(Entries from a dataset)
-- -- --
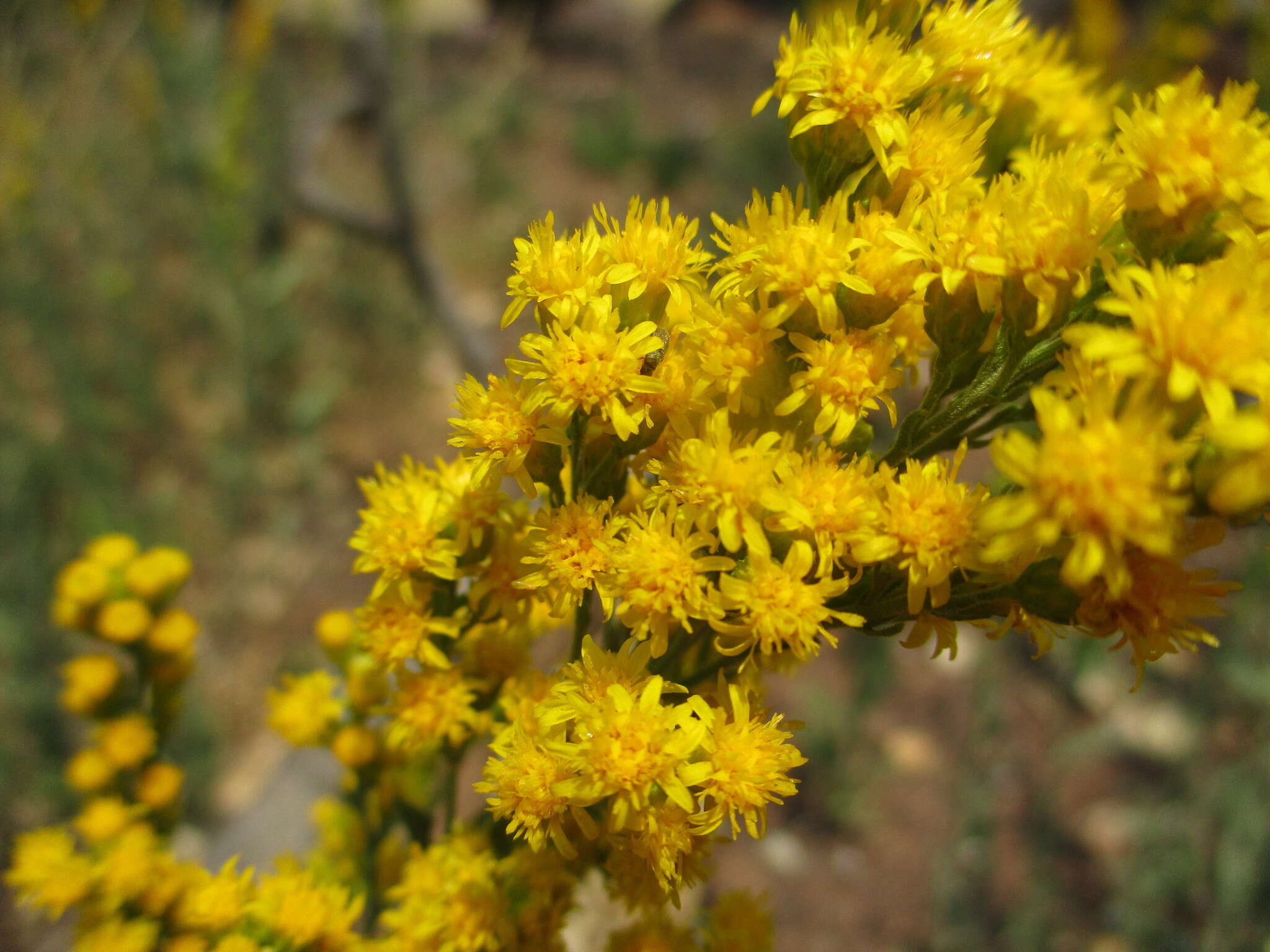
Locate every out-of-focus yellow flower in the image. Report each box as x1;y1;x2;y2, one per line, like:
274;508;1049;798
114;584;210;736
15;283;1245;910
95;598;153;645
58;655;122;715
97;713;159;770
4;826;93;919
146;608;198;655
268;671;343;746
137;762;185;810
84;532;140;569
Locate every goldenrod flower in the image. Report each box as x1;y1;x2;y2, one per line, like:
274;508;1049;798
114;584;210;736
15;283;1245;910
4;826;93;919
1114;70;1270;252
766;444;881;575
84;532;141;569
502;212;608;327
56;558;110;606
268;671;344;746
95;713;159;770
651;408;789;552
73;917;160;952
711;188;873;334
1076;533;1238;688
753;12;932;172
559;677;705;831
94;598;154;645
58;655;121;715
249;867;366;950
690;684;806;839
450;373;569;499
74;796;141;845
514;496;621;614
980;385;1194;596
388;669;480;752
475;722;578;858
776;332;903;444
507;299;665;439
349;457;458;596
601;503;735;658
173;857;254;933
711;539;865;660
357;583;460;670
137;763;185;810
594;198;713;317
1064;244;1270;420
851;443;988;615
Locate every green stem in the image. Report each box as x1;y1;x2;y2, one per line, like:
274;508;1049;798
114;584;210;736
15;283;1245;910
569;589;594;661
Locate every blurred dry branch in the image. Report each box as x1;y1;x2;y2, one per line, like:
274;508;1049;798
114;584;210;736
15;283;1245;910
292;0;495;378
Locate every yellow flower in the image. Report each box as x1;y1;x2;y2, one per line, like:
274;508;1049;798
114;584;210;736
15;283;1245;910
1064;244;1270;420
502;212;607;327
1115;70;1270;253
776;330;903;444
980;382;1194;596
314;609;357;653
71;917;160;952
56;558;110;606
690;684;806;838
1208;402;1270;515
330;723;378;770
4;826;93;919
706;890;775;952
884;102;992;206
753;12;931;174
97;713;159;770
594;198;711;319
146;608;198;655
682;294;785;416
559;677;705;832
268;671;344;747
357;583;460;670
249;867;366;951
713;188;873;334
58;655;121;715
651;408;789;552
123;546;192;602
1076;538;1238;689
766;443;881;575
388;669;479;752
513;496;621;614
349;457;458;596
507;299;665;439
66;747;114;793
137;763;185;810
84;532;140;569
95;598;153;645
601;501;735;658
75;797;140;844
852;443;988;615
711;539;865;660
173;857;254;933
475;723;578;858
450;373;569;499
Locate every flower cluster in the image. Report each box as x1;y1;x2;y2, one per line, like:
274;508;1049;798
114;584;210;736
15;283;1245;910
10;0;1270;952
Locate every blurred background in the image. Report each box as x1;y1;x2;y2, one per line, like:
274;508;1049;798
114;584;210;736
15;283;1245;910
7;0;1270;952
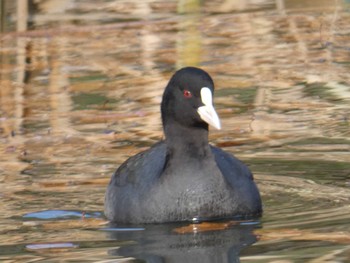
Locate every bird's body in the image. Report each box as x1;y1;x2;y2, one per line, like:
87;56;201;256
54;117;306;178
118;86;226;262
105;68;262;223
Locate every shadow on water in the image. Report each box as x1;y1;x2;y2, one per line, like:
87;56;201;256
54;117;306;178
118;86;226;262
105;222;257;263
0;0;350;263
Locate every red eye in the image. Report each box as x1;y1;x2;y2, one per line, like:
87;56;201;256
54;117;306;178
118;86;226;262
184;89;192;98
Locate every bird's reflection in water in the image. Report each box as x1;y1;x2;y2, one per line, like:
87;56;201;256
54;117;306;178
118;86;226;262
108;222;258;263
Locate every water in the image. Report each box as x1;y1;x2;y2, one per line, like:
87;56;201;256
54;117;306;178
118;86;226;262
-- -- --
Rewrite every line of the items from the line containing "Locate every flower" down to the line containing "7;0;1270;952", with both of those lines included. Shift each box coordinate in the answers by -23 and leave all other lines unchanged.

Locate every flower cluster in the image. Report each box as x1;y1;x2;y2, one per line, like:
274;508;1049;798
114;584;210;736
15;283;1245;910
-13;-23;1247;929
Locate every blurred background in the image. Report each box as x1;y1;x2;y2, one per line, like:
274;508;1049;798
114;584;210;736
15;283;1245;910
-16;-23;1247;929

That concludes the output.